(Coordinate labeling data)
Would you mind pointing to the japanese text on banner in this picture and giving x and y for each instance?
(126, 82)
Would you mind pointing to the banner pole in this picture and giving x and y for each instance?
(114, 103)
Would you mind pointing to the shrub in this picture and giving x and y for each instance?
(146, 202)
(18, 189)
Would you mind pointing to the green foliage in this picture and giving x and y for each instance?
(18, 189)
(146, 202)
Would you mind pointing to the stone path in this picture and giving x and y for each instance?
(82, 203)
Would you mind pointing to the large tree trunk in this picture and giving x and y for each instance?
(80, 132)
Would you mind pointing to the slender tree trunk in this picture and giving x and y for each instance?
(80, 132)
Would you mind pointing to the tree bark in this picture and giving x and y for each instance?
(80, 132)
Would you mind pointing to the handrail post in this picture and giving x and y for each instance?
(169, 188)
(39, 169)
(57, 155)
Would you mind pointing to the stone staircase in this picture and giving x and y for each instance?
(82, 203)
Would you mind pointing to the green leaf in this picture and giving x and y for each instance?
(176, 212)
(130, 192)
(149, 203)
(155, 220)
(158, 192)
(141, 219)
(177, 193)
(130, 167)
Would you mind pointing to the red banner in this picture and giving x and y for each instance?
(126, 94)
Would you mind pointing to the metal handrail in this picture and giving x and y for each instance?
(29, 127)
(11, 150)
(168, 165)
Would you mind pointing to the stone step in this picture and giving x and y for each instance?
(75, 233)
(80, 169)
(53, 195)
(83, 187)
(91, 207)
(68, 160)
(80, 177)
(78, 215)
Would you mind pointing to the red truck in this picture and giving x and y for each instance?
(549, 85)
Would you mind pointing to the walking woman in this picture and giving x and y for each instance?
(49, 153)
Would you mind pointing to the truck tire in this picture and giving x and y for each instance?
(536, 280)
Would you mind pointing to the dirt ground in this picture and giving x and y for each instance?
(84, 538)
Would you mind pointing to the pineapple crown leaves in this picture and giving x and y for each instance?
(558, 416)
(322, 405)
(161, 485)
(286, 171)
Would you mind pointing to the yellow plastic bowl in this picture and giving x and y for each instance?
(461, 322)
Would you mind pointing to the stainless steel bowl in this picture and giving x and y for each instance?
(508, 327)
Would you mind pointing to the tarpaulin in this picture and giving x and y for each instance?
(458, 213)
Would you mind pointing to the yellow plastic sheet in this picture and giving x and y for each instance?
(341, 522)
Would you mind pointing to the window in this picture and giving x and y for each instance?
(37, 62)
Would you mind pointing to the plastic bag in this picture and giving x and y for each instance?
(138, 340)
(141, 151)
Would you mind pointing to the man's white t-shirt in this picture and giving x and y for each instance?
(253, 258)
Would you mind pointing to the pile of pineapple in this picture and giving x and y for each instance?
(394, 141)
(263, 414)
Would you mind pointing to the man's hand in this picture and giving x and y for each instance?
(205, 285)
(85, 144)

GOAL OF THE EXERCISE:
Copy the data from the line that contains "Would you mind pointing to the man's hand" through the end of the data, and change "instance" to "occurrence" while leaving everything else the same.

COMPLETED TASK:
Would you mind pointing to the man's hand in this picture and giving x and y for each occurrence?
(205, 285)
(85, 144)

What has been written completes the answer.